[Stored items]
## Begin

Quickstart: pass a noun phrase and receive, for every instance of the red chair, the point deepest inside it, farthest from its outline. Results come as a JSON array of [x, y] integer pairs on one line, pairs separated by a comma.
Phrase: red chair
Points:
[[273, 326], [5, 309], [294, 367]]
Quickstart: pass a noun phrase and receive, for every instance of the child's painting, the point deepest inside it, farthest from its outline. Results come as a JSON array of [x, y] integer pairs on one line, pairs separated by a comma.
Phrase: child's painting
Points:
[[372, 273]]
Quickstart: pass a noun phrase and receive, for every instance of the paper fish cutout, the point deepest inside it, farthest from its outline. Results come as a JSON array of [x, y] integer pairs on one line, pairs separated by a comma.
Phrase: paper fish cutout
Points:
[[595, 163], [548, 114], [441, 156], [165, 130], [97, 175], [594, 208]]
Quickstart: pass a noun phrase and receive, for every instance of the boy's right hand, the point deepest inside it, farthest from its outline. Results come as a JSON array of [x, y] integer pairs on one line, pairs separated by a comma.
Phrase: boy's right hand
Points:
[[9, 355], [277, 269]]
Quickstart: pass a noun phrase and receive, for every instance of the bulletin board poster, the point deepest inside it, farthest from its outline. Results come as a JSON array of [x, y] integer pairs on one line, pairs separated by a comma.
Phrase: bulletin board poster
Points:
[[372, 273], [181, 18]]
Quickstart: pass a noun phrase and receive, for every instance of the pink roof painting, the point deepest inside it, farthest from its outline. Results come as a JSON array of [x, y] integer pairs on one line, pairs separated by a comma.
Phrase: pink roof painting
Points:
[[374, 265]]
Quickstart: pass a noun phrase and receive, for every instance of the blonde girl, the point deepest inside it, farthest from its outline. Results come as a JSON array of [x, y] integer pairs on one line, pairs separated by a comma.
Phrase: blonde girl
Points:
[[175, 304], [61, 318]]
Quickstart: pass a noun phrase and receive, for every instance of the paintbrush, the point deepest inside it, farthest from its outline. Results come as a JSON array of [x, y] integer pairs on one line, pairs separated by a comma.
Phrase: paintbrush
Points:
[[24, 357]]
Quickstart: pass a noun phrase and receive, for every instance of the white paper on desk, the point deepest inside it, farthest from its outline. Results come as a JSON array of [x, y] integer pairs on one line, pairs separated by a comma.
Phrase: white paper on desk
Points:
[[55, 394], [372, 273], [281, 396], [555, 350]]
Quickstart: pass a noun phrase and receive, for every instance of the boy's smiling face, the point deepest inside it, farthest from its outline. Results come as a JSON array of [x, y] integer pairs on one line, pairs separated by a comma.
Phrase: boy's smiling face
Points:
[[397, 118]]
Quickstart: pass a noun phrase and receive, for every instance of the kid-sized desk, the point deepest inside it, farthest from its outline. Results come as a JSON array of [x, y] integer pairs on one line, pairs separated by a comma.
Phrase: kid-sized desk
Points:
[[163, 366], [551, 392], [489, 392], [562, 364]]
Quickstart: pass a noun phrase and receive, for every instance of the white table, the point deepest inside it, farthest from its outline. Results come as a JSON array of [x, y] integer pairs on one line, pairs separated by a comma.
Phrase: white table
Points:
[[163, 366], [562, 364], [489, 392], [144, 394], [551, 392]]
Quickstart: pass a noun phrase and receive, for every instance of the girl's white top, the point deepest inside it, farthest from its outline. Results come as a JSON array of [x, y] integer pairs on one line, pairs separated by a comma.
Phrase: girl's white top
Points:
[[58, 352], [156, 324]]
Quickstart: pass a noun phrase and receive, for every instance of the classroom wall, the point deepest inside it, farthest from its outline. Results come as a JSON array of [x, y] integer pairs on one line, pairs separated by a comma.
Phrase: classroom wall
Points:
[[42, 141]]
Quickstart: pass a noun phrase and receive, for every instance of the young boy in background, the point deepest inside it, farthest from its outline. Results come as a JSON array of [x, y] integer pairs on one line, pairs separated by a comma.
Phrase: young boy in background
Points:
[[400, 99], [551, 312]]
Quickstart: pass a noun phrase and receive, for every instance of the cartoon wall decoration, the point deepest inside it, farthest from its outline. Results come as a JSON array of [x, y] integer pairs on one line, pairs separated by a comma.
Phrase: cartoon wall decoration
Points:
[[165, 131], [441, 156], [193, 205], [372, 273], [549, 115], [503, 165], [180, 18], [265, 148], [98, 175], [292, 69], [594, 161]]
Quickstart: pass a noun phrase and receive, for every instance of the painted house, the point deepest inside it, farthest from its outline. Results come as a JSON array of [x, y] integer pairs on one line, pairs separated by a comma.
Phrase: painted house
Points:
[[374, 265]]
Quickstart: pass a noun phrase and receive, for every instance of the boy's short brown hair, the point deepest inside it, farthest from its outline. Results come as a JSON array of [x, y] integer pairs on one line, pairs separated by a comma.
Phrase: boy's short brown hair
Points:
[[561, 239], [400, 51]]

## End

**OBJECTIVE:** All of the data shown above must be copied exactly.

**ANSWER TO THIS EXERCISE:**
Quickstart: pass a noun phrase and receive, for every instance of the red chair, the point deepest inside it, farthest from its outline. Results come as a JSON array of [x, y] integer pairs on one line, pairs separated by a comma.
Phrase: red chair
Points:
[[273, 326], [5, 309], [294, 367]]
Quickstart: pass a noun phrase and receive, for every instance of the child's painting, the point deepest inside it, farthest from its outline. Results come as a JSON array of [x, y] integer pairs on one line, pairs separated by a comma.
Phrase: child's painting
Points:
[[372, 273]]
Quickstart: pass a noun phrase and receive, for every instance of the paper fish cutout, the point deepest inside it, farthest from its outline. Results come as a JSON array of [x, y] integer pairs on one line, pairs separated by a comma.
Phrase: paper fish cutout
Points:
[[595, 163], [548, 114], [441, 156], [165, 130], [97, 175], [594, 208]]
Quickstart: pass a noun phrase and receive, for every instance of the boy's right hand, the point deepest inside it, farthest from its outline. Results come as a JSON array of [x, y] integer pairs on one line, pairs separated by a comma.
Phrase: boy's right hand
Points:
[[9, 355], [277, 269]]
Quickstart: pass a noun phrase and receive, for every instance of the bulletin board poster, the point deepest inside it, farthest from its outline. Results come as a JSON array of [x, y] integer pairs on one line, pairs separated by a comma.
Phrase: bulletin board poster
Points:
[[372, 273], [181, 18]]
Quickstart: pass a noun phrase and receive, for every instance of the pink roof painting, the point deepest inside it, farthest from its outline. Results come as a JSON array of [x, y] integer pairs on one line, pairs separated by a comma.
Phrase: pink roof painting
Points:
[[374, 265]]
Quickstart: pass a noun phrase and receive, for every instance of the blonde girl, the point deepest inside it, farthest from its outline. Results come as a JSON array of [x, y] integer pairs on one line, pairs separated by a comma.
Phrase: blonde girl
Points:
[[175, 304], [61, 318]]
Quickstart: pass a noun phrase and receive, for every instance of the paintbrush, the point deepest inside it, farthest from its outline. Results come as a JSON array of [x, y] integer pairs on one line, pairs separated by a comma.
Phrase: paintbrush
Points:
[[24, 357]]
Quickstart: pass a noun phrase and receive, for every instance of the white paper on desk, the point deepest inside it, farthest from its outline. Results come as a JSON array of [x, y] integer pairs on one line, pairs separated by a comma.
Phrase: white paper on desk
Points:
[[55, 394], [372, 273], [281, 396], [555, 350]]
Quickstart: pass a noun phrase and receive, for every instance of the boy's smiling face, the point deepest inside it, farthest from its outline. Results come as a JSON array of [x, y] integer pairs on one line, pairs separated by a comma.
Phrase: boy's smiling face
Points:
[[397, 118]]
Quickstart: pass a noun phrase and receive, for every instance of the kid-sized desk, the point deepest inside it, farthest from its outline. Results come as a JSON array of [x, y] integer pairs on one line, pairs separated by a comma.
Phrase: kid-sized desk
Points:
[[163, 366], [551, 392], [489, 392], [562, 364]]
Quickstart: pass a noun phrase and receive, for every instance of the white table, the point deepest inside it, farthest from its outline. Results come as a JSON array of [x, y] integer pairs on one line, pairs separated by a comma.
Phrase: white table
Points:
[[163, 366], [562, 364], [489, 392], [144, 394], [551, 392]]
Quickstart: pass a noun phrase and receive, for every instance of the girl's white top, the point deepest inside it, farthest from its outline. Results come as a JSON array of [x, y] integer pairs on one line, pairs separated by a comma.
Phrase: girl's white top
Points:
[[58, 352], [156, 324]]
Quickstart: pass a noun phrase and receive, for every instance of the classroom wall, the point deepest inside it, farthest from its outline. Results come as a JSON array of [x, y] integer pairs on one line, pairs separated by a comma.
Phrase: classroom wall
Points:
[[42, 141]]
Quickstart: pass a noun phrase and receive, for every instance of the young boy in background, the point deepest inside it, farthest from its outline. Results come as a JSON array of [x, y] integer pairs on one line, pairs separated by a comma.
Phrase: young boy in background
Points:
[[400, 99], [551, 312]]
Quickstart: pass a noun phrase and receive, for every instance of the cartoon wall decoration, the point deepest inside it, farthest from its outline. Results come as a JSON array of [x, y] integer pairs on one line, pairs separated by a comma.
Phrase: cartoon wall decoration
Points:
[[165, 131], [441, 156], [193, 205], [372, 273], [549, 115], [503, 165], [180, 18], [265, 148], [98, 175], [292, 69], [594, 161]]
Quickstart: pass a noun phrase and receive, for every instance of the painted house, the point deepest inside it, farthest from its outline. Results come as a JSON array of [x, y] integer pairs on one line, pairs separated by a comma.
Phrase: painted house
Points:
[[374, 265]]
Quickstart: pass a noun phrase and receive, for every instance of the boy's short brown hair, the point deepest inside it, farthest from its outline. Results come as a JSON array of [x, y] integer pairs on one line, pairs separated by a comma.
Phrase: boy's short brown hair
Points:
[[561, 239], [400, 51]]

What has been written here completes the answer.